• [What the task asks]:
Reproduce the stretch of the blog post from "What did it" through "like that wrong?", replacing "trombone" with "saxophone".

Monday, May 5, 2008

Television For Dummies

This Graphic Is NOT Photoshoped...And That Is A Goddamned Shame.

It was around twenty-four years ago when I found I could no longer read “Ebony” magazine. This was not a small change in my African American life as cold-turkeying so ubiquitous a cultural signifier as “Ebony” was not something I did lightly. Every barber shop I patronized, every doctor's office I waited in, and relative's home I found myself sitting before a coffee table at had a small stack of “Black America's 'Life' Magazine” sitting there asking to be read.

What did it for me? It was a half-assed music review published in their “arts and culture” section. The subject? A Duke Ellington compilation wherein the “author” exposed himself as a sad. blithering idiot. The piece in its dealing with Ellington tried to seem oh-so-Jazz-literate with anecdotal mentions of other Jazzmenof note, and the name of the legendary Charles Mingus was tossed into the review. I say tossed in because it was as if it was a funky undergarment tossed from across a room into a hamper-full of soiled clothes. Mingus...was described in the piece...as a giant of the trombone. A giant of the Goddamned trombone? Jazz' inarguable master of the bass gets twisted as a trombone wizard! I thought I was hallucinating. How in the holy hell could America's pre-eminent Black magazine get a fact like that wrong?

• [Entries provided]:
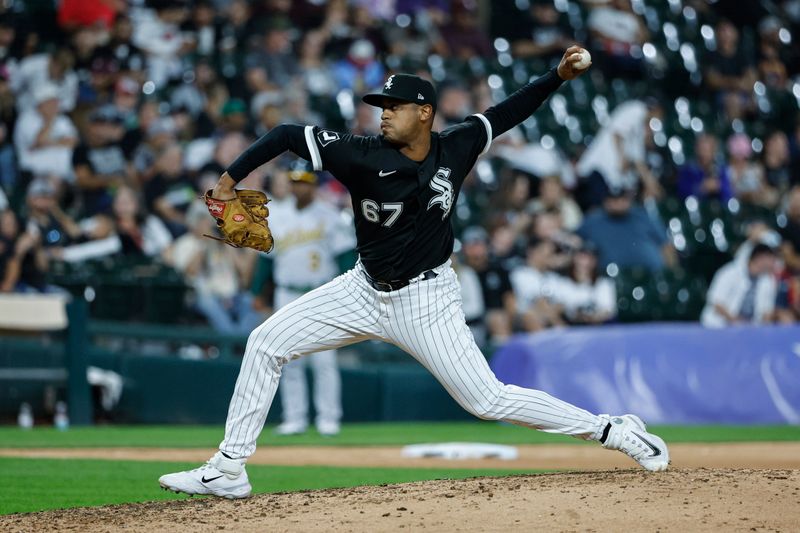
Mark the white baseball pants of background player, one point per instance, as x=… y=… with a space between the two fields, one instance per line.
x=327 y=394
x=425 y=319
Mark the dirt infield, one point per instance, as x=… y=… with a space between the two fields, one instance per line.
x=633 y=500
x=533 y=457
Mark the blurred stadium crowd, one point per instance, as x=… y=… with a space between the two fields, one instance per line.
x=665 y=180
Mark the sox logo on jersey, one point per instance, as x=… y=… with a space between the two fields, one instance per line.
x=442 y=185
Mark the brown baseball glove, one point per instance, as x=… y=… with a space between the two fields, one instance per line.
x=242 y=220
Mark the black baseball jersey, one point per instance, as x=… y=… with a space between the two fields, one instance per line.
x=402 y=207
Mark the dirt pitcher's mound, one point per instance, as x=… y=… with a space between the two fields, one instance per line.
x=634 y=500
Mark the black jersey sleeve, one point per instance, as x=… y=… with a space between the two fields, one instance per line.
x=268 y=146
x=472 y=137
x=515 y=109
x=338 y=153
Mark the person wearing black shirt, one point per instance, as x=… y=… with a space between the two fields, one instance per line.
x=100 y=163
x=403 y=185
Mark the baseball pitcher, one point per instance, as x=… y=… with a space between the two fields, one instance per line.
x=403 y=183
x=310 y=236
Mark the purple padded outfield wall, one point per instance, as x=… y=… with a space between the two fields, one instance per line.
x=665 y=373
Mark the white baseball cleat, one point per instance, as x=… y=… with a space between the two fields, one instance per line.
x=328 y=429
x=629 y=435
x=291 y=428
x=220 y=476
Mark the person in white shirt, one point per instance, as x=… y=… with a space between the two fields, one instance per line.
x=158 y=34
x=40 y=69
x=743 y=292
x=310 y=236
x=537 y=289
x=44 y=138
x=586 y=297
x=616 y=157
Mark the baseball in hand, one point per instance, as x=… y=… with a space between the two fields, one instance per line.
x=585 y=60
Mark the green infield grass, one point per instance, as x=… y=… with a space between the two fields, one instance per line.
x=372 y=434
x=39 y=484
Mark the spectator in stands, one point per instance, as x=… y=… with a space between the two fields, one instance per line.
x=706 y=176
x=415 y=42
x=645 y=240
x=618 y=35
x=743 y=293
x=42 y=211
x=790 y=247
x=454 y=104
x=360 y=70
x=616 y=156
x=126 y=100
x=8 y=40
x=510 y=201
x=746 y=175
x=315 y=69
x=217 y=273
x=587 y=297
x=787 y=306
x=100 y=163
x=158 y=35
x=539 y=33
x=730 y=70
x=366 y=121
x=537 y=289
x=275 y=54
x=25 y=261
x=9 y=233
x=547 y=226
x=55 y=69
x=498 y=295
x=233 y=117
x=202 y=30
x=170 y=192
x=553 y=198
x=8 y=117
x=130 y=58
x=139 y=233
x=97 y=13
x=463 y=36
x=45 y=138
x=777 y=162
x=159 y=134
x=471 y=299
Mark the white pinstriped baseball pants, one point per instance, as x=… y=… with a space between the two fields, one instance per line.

--

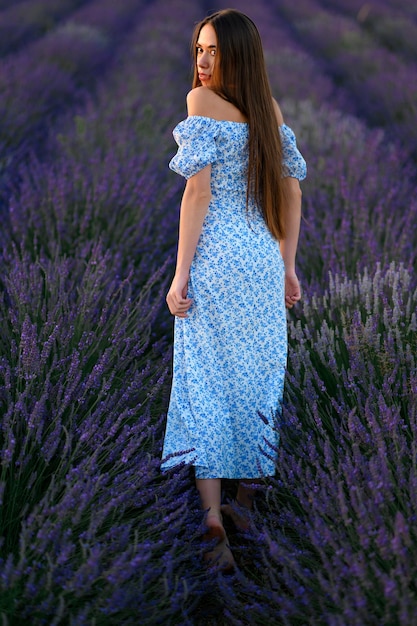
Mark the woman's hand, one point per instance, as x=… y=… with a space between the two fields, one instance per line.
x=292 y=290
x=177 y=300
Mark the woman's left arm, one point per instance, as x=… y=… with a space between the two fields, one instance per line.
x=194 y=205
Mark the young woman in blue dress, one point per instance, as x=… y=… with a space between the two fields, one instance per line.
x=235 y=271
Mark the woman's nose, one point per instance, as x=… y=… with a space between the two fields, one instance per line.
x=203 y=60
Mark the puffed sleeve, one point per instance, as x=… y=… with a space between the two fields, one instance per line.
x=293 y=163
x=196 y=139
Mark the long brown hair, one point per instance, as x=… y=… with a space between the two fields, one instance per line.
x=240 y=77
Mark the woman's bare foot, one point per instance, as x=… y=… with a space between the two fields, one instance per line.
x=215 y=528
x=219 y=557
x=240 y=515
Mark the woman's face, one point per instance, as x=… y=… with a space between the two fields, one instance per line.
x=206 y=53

==

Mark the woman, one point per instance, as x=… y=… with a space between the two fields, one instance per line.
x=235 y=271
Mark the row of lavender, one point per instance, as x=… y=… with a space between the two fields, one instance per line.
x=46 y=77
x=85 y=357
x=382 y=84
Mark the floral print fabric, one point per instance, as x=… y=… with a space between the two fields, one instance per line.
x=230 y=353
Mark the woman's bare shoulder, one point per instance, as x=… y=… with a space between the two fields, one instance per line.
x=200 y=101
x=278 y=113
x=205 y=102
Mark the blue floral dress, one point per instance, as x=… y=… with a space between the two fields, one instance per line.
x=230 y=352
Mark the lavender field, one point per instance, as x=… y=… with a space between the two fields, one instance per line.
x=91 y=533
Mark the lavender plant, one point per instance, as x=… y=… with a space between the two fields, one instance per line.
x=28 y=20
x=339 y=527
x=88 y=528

• [Response to this task]:
What did it for me? It was a half-assed music review published in their “arts and culture” section. The subject? A Duke Ellington compilation wherein the “author” exposed himself as a sad. blithering idiot. The piece in its dealing with Ellington tried to seem oh-so-Jazz-literate with anecdotal mentions of other Jazzmenof note, and the name of the legendary Charles Mingus was tossed into the review. I say tossed in because it was as if it was a funky undergarment tossed from across a room into a hamper-full of soiled clothes. Mingus...was described in the piece...as a giant of the saxophone. A giant of the Goddamned saxophone? Jazz' inarguable master of the bass gets twisted as a saxophone wizard! I thought I was hallucinating. How in the holy hell could America's pre-eminent Black magazine get a fact like that wrong?